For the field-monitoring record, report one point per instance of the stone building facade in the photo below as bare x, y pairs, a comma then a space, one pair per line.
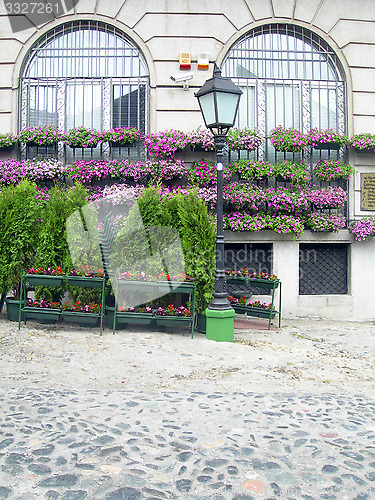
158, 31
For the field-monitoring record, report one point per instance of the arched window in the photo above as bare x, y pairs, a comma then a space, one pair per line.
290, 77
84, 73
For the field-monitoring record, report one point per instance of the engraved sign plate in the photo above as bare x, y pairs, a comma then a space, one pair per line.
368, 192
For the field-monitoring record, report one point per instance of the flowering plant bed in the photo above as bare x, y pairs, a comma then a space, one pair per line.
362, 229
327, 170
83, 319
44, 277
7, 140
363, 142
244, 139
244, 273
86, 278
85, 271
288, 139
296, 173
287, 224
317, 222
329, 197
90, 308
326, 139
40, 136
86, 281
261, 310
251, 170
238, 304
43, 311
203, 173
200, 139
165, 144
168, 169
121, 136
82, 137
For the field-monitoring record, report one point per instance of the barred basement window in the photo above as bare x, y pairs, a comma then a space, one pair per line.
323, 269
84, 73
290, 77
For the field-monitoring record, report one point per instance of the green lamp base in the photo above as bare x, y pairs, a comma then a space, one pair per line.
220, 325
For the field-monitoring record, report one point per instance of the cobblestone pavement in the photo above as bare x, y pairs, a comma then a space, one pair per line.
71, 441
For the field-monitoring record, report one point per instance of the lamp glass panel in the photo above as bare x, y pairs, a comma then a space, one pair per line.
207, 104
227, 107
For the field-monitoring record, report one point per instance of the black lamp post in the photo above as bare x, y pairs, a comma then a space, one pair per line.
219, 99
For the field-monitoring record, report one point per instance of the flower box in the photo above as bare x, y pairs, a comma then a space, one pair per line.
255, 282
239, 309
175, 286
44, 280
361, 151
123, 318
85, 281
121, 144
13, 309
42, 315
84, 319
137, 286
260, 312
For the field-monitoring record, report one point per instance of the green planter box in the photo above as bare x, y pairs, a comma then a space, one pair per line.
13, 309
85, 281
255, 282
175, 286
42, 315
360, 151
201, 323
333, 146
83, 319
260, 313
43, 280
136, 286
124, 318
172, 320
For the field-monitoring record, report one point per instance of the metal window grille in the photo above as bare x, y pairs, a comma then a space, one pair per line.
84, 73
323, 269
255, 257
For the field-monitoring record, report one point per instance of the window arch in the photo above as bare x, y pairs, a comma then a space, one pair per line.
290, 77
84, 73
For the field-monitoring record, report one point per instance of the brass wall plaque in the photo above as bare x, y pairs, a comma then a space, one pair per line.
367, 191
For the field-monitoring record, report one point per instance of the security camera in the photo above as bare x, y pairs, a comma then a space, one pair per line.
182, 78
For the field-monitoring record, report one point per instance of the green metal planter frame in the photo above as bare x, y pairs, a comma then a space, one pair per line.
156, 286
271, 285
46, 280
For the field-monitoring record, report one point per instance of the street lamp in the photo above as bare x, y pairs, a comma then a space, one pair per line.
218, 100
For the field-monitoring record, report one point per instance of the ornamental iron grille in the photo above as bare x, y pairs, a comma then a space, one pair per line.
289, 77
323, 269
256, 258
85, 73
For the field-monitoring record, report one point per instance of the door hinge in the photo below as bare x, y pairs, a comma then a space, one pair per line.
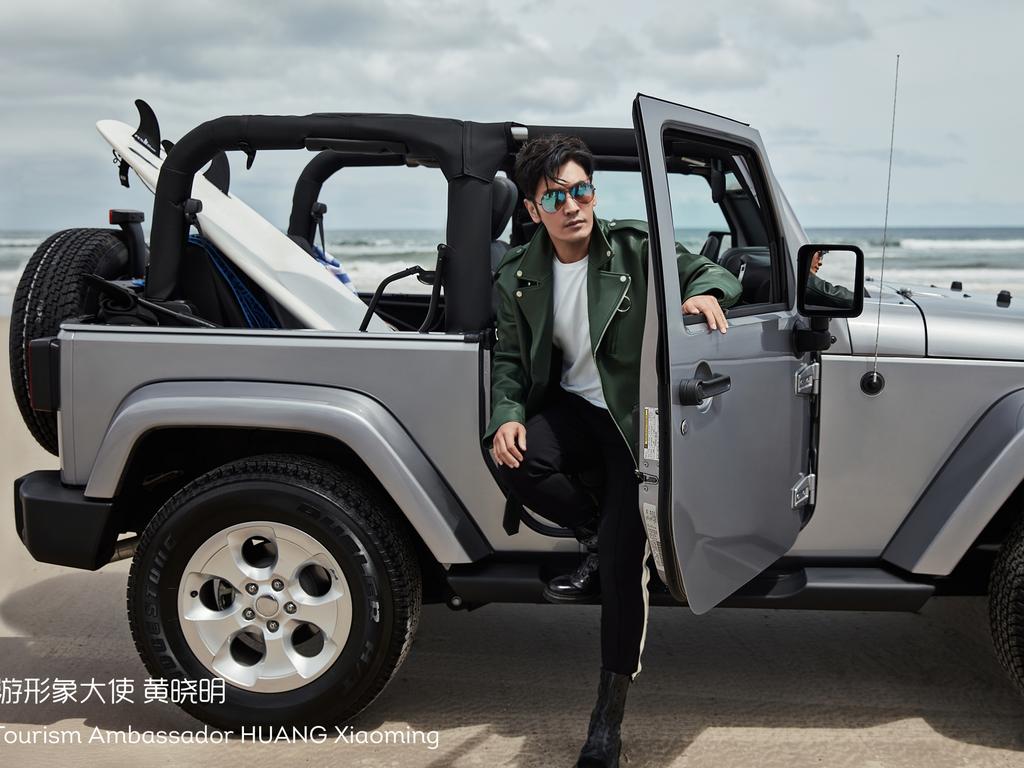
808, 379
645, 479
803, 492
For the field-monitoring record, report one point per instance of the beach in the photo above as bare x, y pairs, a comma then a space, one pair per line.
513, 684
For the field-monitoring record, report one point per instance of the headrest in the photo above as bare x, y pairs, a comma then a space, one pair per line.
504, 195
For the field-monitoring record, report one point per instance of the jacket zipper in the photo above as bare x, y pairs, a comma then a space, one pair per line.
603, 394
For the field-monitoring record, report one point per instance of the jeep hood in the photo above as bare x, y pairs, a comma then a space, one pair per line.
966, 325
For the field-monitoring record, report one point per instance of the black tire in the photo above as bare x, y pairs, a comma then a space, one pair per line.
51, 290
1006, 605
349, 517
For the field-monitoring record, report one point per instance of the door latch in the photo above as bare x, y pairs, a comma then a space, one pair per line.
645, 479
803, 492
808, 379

What you will do -> Please, without any pictures, print each entry exactly.

Response for this exercise ->
For the field-monitoring record, report one point per instance of the stone building facade in the photo below as bare x, y pairs, a comma then a space, one pair per line.
158, 31
For the field-monitoring record, report one point per instance of the arched window in the photo above as bare x, y pairs, a comma then a space, one pair per line.
290, 77
84, 73
For the field-monitoring record, report one point per instance of the engraved sign plate in the photo above as bare x, y pairs, a comma then a space, one pair per line.
368, 192
For the field-monitoring record, report one point per instance of the flowering plant bed in the photo above as bare x, y pairs, a comma then a space, one pair per line.
362, 229
327, 170
83, 319
44, 277
7, 140
363, 142
244, 139
244, 273
86, 278
85, 271
288, 139
296, 173
287, 224
317, 222
329, 197
90, 308
326, 139
40, 136
86, 281
261, 310
251, 170
238, 304
43, 311
203, 173
200, 139
165, 144
168, 169
121, 136
82, 137
For the field-monitoring record, report one point per instance of the barred basement window in the photo above as bare x, y pairs, a comma then a space, one pair per line.
323, 269
84, 73
290, 77
For the field-monitoring record, report one point per instance of the green lamp base in the photo above as bare x, y pairs, a comma then a space, one pair per line.
220, 325
For the field-monitoring record, report one point per instance of the cobblestone pavement in the photo above as bare x, y pairs, a comma then a space, one pair per line.
71, 441
For the field-monitoring record, report one point per instance of the lamp glass panel in the photo above as bare x, y pairs, a comma then a space, one pair per line.
207, 104
227, 107
For the field-monitoring record, report one point per instance of the black lamp post in the photo above as bare x, y pairs, a comma then a space, one pair per line.
219, 99
For the field-monitoring record, report one point per instance of the flower box in the photo above as bare x, y pairs, a comma then a space, one pair per line.
255, 282
239, 309
175, 286
44, 280
361, 151
123, 318
85, 281
121, 144
13, 309
42, 315
84, 319
137, 286
260, 312
For the field-monitoring record, report one point per instance of the green planter box in the photo above as bare x, y pairs, a comma then a space, one pair per line.
13, 309
85, 281
255, 282
175, 286
42, 315
360, 151
201, 323
333, 146
83, 319
260, 313
43, 280
136, 286
124, 318
172, 320
For the field-monitoring record, report one point per instance of the metal window grille in the photo above as bare x, y pairs, a comma then a space, one pair per line.
84, 73
323, 269
255, 257
For the field-monitoring record, report one point per instance of the window arch in the photo above as bare x, y pairs, a comma then a space, one pair per line.
290, 77
84, 73
For the field-monitoring record, report one point per instance of the brass wall plaque in the photo above as bare x, y pairs, a comma then a space, one pair per line.
367, 191
For the field-monitoring record, report one point per instance of the security camera in the photo above as bare x, y pairs, a comma then a space, one pair per line.
182, 78
For the field-monitoring record, report one point per instance of the green metal planter frame in the photo above as bare x, y pairs, a comma then a space, one pair per line.
156, 286
271, 285
46, 280
For the field-monitoring record, report one point per instance of the street lamp in the photo above as bare x, y pairs, a comma then a space, one pair per line.
218, 100
For the field-monitoring record, report one point per instance of the ornamental iron grille in the photo above as bare x, y pairs, a comma then a space, one pair per line.
289, 77
323, 269
256, 258
85, 73
For the field-monitoring record, report one point per instance of the door hinge in the photo below as bare x, y pairs, a comma then a space, one pair per line.
808, 379
645, 479
803, 492
For the field-monitoring record, report one point per instance of the beach in the photo above as bare x, y pairs, a comma then a space, one pair per line.
513, 684
For the field-monitoring record, report one point per instance of the headrest in the photo above as bare x, y pairs, a comma then a space, one pair per line.
504, 195
For the field-monitoring record, report one point per instance of the jacket zipper in the photo above as bare x, y pairs, a comma then a space, one pair per line.
603, 394
For the field-monitoring record, report one point per instance of the jeep hood in the photo above as bare x, y pairs, a comma then a space, one pair per line.
966, 325
For the field-monitoring record, report one point per instance of the black tire in the photo above as bare x, y pairs, a comma then a space, one pair per line.
51, 290
1006, 605
349, 517
For the field-monitoring record, report one point per instance of the door latch in the photo above as bare x, y pairs, a comma then a space, one pair per line.
645, 479
803, 492
808, 379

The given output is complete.